[Stored entries]

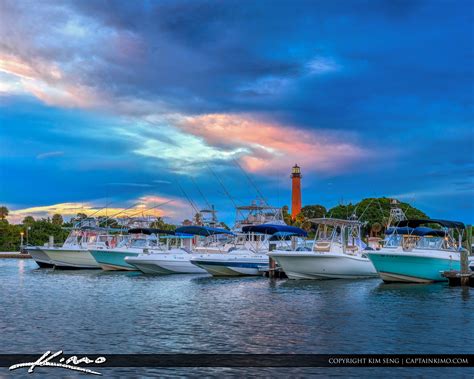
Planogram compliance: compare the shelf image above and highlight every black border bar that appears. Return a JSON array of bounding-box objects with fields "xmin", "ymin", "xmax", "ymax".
[{"xmin": 0, "ymin": 353, "xmax": 474, "ymax": 367}]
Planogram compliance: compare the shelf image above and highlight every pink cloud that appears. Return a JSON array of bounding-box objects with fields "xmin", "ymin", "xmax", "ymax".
[{"xmin": 179, "ymin": 114, "xmax": 370, "ymax": 172}]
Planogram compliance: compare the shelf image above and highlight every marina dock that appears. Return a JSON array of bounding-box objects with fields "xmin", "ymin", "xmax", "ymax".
[{"xmin": 443, "ymin": 270, "xmax": 474, "ymax": 287}]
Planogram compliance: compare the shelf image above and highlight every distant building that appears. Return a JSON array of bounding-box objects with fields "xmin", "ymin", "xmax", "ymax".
[{"xmin": 291, "ymin": 164, "xmax": 301, "ymax": 220}]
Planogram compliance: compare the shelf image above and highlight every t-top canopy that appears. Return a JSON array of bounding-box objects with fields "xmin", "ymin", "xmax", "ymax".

SHORT PROBLEM :: Please rewrite all of the entries above as a JSON list of strings, one string per line, skipping blank lines and leaving the pictures out.

TASK OUTPUT ::
[
  "Planogram compliance: compare the shelf image above and highlight every black border bar that appears. Return a JSON array of bounding-box objects with fields \"xmin\", \"ymin\", \"xmax\", \"ymax\".",
  "[{\"xmin\": 0, \"ymin\": 353, \"xmax\": 474, \"ymax\": 367}]",
  "Planogram compliance: compare the shelf image above and highlight every pink cloud that appears. Return a JSON array of bounding-box objects with fields \"xmin\", \"ymin\", \"xmax\", \"ymax\".",
  "[{\"xmin\": 179, \"ymin\": 114, \"xmax\": 370, \"ymax\": 172}]",
  "Planogram compliance: compare the shelf image above and highlight every marina dock that appears. Return a JSON array of bounding-box objects with fields \"xmin\", \"ymin\", \"xmax\", \"ymax\".",
  "[{\"xmin\": 443, \"ymin\": 270, \"xmax\": 474, \"ymax\": 287}]",
  "Planogram compliance: compare the shelf image above and highlight every distant building that appears. Return a JSON array of bounding-box objects with fields \"xmin\", \"ymin\", \"xmax\", \"ymax\".",
  "[{\"xmin\": 291, \"ymin\": 164, \"xmax\": 301, \"ymax\": 220}]",
  "Planogram compliance: compare the shelf image above and highlight every t-top canopy that appears. Return a JSON array of bounding-box objects with fields \"xmin\", \"ymin\", \"xmax\", \"ymax\"."
]